Prompt 1:
Swap "Query" for "Label" in the rows running from the line containing "Teacher note: locate the spotted" through the line containing "Query: water surface", leaving everything else unchanged. Return only those lines.

Text to read:

---

Although both Christiana de Marisco and Matilda de Lacy served as rewards for two favoured brothers, their lives after the deaths of their respective husbands were very different. Unlike Christiana, who stayed single and independent, Matilda married again. It is doubtful whether she had much say in the matter as she was a valuable prize and was not as close to the royal family as Christiana was. This time it was to Geoffrey de Geneville (Joinville) that she was awarded.(37)

Again, this was a match of inequality as, despite de Geneville’s illustrious parentage, he was a younger son and, as such, could never hope to equal the holdings of an heiress such as Matilda de Lacy. He was French, the son of Simon, the Seigneur de Joinville, seneschal of Champagne and his second wife Beatrix, who was daughter of the Count of Burgundy and Auxonne, so he did have sufficient aristocratic pedigree to marry a de Lacy heiress, if not the equality of riches. He was also related to Matilda’s first husband through marriage as his half-sister, Alice, was the wife of Peter of Savoy, Peter de Genevre’s cousin. Like Peter de Genevre, de Geneville was also a favourite of the king. In 1252, the king duly granted

to Godfrey de Geynville, and Matilda de Lacy his wife, all the liberties and free customs enjoyed in the land of Meath by Walter de Lacy, Matilda’s grandfather, one of whose heirs she is.(38)

Matilda de Lacy thus found herself in the position of acting as a maker of favoured men’s fortunes not once but twice. That was the price to be paid for being such a valuable heiress to Henry III.

As the elder sister, Matilda was entitled to the chief castle; therefore she held the caput of Trim in her half.(39) The former liberty of Meath was roughly divided into east and west: Matilda’s portion was in the east and Margaret’s in the west. However, the division was not exact and both sisters held lands within the other’s boundaries. The lands of Margaret did not obtain liberty rights, whereas Geoffrey and Matilda were granted liberty rights in 1254, along with the castle of Trim which the king had previously retained.(40) The liberty of Trim had greater jurisdiction than any other Irish liberty because the four pleas of the crown were not reserved there. Such privileges and power allied to the area’s strategic importance, ensured many disagreements between the de Genevilles and the administration in Dublin over the ensuing years.

In 1297, the king was forced to address himself to complaints by Matilda and Geoffrey against the justiciar and chancellor that they were seriously impeded in their legal rights and privileges in the liberty of Trim. The king ordered the administration to desist from any behaviour which compromised their rights. Despite this, the conflict continued and even into the early fourteenth century the king was still forced to warn his officers in Ireland not to “molest Geoffrey de Geynvill and Matilda his wife touching their liberty of Trym (sic) contrary to the charters they have of the king’s ancestors”.(41)

Geoffrey and Matilda seem to have spent a great deal of their time in Ireland. They did travel, though; like many other of their noble counterparts, theirs was a nomadic life. Unusually enough, they appear to have travelled together.(42) Travel, especially overseas, was not easy and most women chose not to undertake it. Matilda’s reasons for doing so are not given, perhaps she wanted to keep a close personal eye on her holdings or perhaps conjugal affection prompted her?

---

Supplied information:
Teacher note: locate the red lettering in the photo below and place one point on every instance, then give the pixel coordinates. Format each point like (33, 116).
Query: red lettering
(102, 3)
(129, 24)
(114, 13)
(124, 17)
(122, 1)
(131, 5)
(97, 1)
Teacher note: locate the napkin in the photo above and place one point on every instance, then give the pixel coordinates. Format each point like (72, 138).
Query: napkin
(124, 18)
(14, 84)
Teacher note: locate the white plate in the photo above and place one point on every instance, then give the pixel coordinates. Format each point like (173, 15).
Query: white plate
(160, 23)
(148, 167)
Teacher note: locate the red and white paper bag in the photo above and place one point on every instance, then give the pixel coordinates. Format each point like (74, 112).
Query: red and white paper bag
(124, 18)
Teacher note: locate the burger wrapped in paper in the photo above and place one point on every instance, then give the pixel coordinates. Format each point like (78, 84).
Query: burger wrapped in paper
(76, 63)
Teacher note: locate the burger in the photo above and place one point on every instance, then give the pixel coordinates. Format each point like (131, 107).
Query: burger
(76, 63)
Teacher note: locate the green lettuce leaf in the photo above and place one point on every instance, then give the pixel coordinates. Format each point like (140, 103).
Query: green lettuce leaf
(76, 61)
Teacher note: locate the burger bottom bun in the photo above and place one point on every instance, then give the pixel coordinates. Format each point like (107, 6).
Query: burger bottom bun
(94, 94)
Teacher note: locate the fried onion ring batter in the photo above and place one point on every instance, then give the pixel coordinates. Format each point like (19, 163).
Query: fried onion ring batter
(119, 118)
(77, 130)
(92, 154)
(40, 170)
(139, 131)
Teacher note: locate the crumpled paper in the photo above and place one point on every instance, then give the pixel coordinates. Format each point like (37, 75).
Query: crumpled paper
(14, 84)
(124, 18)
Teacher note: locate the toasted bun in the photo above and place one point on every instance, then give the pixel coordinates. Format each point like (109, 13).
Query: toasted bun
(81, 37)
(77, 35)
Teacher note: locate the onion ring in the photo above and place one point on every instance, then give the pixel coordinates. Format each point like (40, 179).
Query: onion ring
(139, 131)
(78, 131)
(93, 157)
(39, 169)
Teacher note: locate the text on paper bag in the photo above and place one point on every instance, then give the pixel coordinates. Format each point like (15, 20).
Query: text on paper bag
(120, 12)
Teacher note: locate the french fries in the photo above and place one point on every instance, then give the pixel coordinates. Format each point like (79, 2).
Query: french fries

---

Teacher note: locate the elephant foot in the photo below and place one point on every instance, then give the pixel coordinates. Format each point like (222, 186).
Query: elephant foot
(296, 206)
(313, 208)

---

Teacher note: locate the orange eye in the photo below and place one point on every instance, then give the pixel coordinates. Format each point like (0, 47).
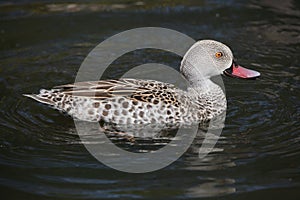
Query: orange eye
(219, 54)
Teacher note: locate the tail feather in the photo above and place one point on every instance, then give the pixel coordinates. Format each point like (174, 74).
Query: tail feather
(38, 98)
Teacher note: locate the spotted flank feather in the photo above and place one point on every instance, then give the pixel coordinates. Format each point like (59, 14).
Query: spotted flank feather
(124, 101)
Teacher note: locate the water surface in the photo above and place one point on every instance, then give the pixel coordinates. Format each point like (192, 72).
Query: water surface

---

Prompt 2:
Summarize the text about Matilda de Lacy in three sentences.

Written solution 1:
Teacher note: locate the spotted flank feather in the photo above and place one point on every instance, then give the pixel coordinates. Format each point like (59, 14).
Label: spotted flank feather
(124, 101)
Teacher note: locate the water surface in the photo above and place one point on every instance, then give the pixel coordinates. Format each point like (192, 72).
Label: water surface

Written solution 2:
After her first husband died, Matilda de Lacy was married to Geoffrey de Geneville, a French younger son and a favourite of the king. As the elder sister, she held the eastern half of Meath, including the castle of Trim, and she and Geoffrey were granted liberty rights there in 1254. Those privileges led to years of disputes with the administration in Dublin, and the king repeatedly ordered his officers not to interfere with the couple's liberty of Trim.